[Task to carry out] Omit all pictures, then print the entries exactly.
*** Begin section ***
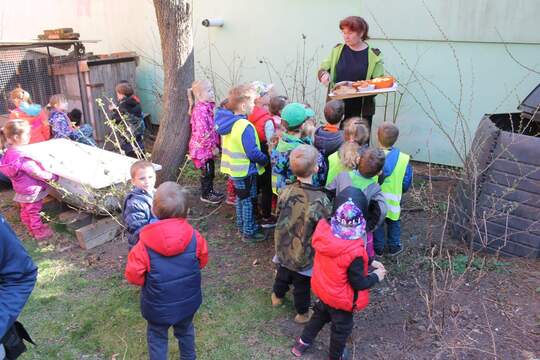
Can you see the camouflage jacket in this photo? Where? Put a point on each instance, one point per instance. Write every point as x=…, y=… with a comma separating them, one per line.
x=300, y=207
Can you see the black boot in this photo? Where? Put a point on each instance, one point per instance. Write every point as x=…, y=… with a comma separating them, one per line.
x=207, y=194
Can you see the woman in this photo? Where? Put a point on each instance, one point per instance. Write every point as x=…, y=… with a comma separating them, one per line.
x=355, y=60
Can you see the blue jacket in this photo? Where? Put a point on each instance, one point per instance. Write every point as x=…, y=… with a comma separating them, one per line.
x=225, y=120
x=17, y=276
x=390, y=164
x=137, y=213
x=166, y=262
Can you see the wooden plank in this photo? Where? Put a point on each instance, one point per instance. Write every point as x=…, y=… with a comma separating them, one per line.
x=74, y=219
x=98, y=233
x=51, y=204
x=68, y=68
x=58, y=31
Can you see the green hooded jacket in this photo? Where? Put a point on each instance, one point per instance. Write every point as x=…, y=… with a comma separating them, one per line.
x=375, y=64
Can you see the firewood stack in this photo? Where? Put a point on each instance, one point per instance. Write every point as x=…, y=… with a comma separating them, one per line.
x=59, y=34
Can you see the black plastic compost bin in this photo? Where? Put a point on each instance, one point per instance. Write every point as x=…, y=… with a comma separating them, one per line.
x=502, y=190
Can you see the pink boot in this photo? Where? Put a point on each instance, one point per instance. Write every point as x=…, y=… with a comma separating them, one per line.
x=43, y=233
x=231, y=194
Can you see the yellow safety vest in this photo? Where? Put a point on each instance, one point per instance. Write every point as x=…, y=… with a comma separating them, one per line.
x=234, y=161
x=360, y=182
x=334, y=167
x=392, y=188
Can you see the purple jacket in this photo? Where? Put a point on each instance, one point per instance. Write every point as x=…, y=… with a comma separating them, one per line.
x=27, y=176
x=204, y=138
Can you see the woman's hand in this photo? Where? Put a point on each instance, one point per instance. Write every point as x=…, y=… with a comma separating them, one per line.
x=325, y=78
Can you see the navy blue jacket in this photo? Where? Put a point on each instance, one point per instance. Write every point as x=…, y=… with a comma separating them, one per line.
x=137, y=213
x=166, y=262
x=225, y=119
x=327, y=142
x=17, y=276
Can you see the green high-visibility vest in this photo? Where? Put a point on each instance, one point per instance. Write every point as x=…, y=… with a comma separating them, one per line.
x=392, y=187
x=234, y=161
x=335, y=167
x=361, y=182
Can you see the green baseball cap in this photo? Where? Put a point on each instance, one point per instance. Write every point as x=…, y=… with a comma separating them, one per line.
x=295, y=114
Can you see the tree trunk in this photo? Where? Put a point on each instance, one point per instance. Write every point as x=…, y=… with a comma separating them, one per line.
x=171, y=145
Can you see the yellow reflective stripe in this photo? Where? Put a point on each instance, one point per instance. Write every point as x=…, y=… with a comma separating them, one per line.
x=234, y=155
x=392, y=208
x=234, y=167
x=393, y=197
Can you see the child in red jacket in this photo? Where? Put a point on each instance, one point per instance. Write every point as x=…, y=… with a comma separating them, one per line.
x=166, y=262
x=340, y=273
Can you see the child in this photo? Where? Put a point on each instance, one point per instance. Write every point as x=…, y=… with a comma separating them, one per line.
x=276, y=105
x=328, y=138
x=294, y=117
x=301, y=205
x=167, y=263
x=396, y=179
x=137, y=210
x=364, y=177
x=231, y=195
x=355, y=135
x=340, y=274
x=32, y=113
x=83, y=133
x=28, y=177
x=241, y=158
x=129, y=114
x=204, y=142
x=265, y=126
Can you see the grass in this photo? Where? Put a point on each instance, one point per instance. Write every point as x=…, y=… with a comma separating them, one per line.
x=72, y=315
x=460, y=262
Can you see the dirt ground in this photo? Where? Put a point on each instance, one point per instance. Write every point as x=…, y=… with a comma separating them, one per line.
x=491, y=311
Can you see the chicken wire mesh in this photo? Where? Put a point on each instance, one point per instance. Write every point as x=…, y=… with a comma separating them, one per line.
x=30, y=69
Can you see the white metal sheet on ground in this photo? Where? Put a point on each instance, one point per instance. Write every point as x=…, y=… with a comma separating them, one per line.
x=89, y=166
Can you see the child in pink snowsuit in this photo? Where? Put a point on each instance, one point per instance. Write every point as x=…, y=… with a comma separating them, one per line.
x=27, y=176
x=204, y=142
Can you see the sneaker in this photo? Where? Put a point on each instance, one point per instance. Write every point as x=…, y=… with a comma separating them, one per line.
x=346, y=354
x=299, y=348
x=256, y=237
x=211, y=198
x=269, y=222
x=43, y=233
x=395, y=251
x=303, y=318
x=275, y=300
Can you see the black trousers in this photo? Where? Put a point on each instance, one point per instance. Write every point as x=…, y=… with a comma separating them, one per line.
x=301, y=291
x=342, y=325
x=264, y=186
x=207, y=177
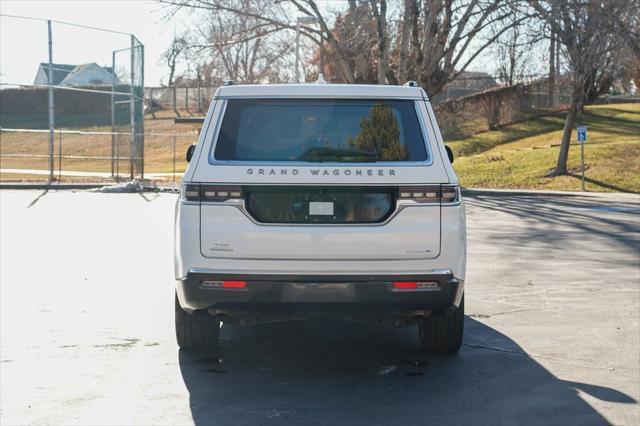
*** End section ***
[Solution for this task]
Can you see the camouflage jacket in this photo? Where? Put a point on each instance, one point per instance. Write every point as x=…, y=… with a comma separating them, one per line.
x=300, y=207
Can you see the black boot in this photo? Where? Put a point on each instance, one point per instance. Write every point as x=…, y=… with a comma separating them, one per line.
x=207, y=194
Can you see the woman in this photo? Where? Put a point on each instance, one point per instance. Write every point as x=…, y=… with a comma separating them, one per line.
x=355, y=60
Can you see the blue jacket in this photo? Where? Put a point on each instance, one point per instance. Write every point as x=…, y=… with a comma separating them, one per line.
x=225, y=120
x=17, y=276
x=390, y=164
x=137, y=213
x=166, y=262
Can you see the wooden plank in this photo? Where? Put a point on each instance, one point per instance. Write every point as x=…, y=… with a comma separating them, one per line.
x=74, y=219
x=98, y=233
x=51, y=204
x=68, y=68
x=58, y=31
Can you see the green hooded jacket in this photo? Where? Put a point on each instance, one point per instance. Write every point as x=…, y=… with a comma separating them, one per line.
x=375, y=64
Can you see the firewood stack in this photo? Where? Put a point on each instance, one point per instance. Write every point as x=…, y=… with a comma separating them, one per line.
x=59, y=34
Can you see the black plastic compost bin in this photo? Where? Put a point on each instance, one point per instance. Write every point as x=…, y=… with a comma separating them, one per line.
x=502, y=190
Can you see the pink boot in this photo? Where? Put a point on each instance, one point per instance. Write every point as x=…, y=… with a comma separating them, one per line.
x=43, y=233
x=231, y=194
Can you see the yellow safety vest in this photo? Where? Put a point on each instance, one point per instance. Write every point as x=…, y=… with a comma separating them, one per line.
x=234, y=161
x=360, y=182
x=334, y=167
x=392, y=188
Can you see the purple jacket in this photo? Where? Put a point on each instance, one point per instance. Write every point as x=…, y=… with a comma separating them, one per line.
x=27, y=176
x=204, y=138
Can you see the woman's hand in this photo? Where? Put a point on each instance, one point per instance. Write every point as x=…, y=… with a comma separating them, one per line.
x=325, y=78
Can you see the navy blue jacket in this photo? Where? Put a point on each instance, one point per instance. Write every point as x=…, y=… with a comma separating them, one per line.
x=137, y=213
x=166, y=262
x=225, y=119
x=327, y=142
x=17, y=276
Can you see the green high-visibility vest in this photo? Where? Put a point on each instance, one point per instance. Write every point as x=…, y=… with a comma separating them, one per line.
x=392, y=187
x=234, y=161
x=335, y=167
x=361, y=182
Can you see the green baseball cap in this photo? Where? Put a point on each instance, one point per instance. Write every point as x=…, y=… with a comma separating them, one per line.
x=295, y=114
Can you see the tree trunk in this photo? Where? Put a point on each instance, one point per instance. Write every point as x=…, y=… with a comma separating them, one per line.
x=171, y=145
Can you see the yellow reflective stripe in this photo? Where? Put a point on each instance, one point per instance. Write every point as x=…, y=… with a comma separating them, one per line.
x=234, y=155
x=392, y=208
x=234, y=167
x=393, y=197
Can you see the child in red jacket in this photo? Where? Put a point on each instance, one point per instance. Write every point as x=…, y=… with a comma separating them, one per line.
x=166, y=262
x=340, y=273
Can you see the child in this photo? Where? Put a point on each instance, one point per instance. Write every point as x=…, y=… with a comma separating them, one per line.
x=276, y=105
x=328, y=138
x=294, y=117
x=301, y=205
x=167, y=263
x=396, y=179
x=137, y=210
x=364, y=177
x=231, y=195
x=355, y=135
x=340, y=274
x=32, y=113
x=83, y=133
x=28, y=177
x=241, y=158
x=129, y=114
x=204, y=142
x=265, y=126
Can you see the grass in this photo? Where? Put a point on each instance, one point per instance. Write every point as x=…, y=… with a comma separating them, one per line.
x=72, y=315
x=460, y=262
Can you see the dirt ground in this photo? Where? Put a point on each instance, one point per instance. Write every point as x=…, y=… with a comma separating them, one per line.
x=491, y=311
Can you see the chicken wire mesh in this photo? Where? Put a point on each instance, one point per instance. Write every point as x=…, y=… with a comma separating them, one per line.
x=30, y=69
Can you see the white metal sheet on ground in this photo? Where? Put a point on each instance, one point per instance. Write every point as x=…, y=… with a comma separating them, one per line.
x=89, y=166
Can you see the child in pink snowsuit in this photo? Where? Put a point on each instance, one point per instance. Write every point as x=…, y=… with a comma separating them, one per line.
x=27, y=176
x=204, y=142
Can you see the sneaker in this photo? Where? Put a point on each instance, one point per instance. Write every point as x=…, y=… with a comma separating them, one per line.
x=346, y=354
x=299, y=348
x=256, y=237
x=211, y=198
x=269, y=222
x=43, y=233
x=395, y=251
x=303, y=318
x=275, y=300
Can you see the black trousers in this photo? Where? Put a point on each instance, one point per instance. Write every point as x=…, y=… with a comma separating them, one per line.
x=301, y=291
x=342, y=325
x=264, y=186
x=207, y=177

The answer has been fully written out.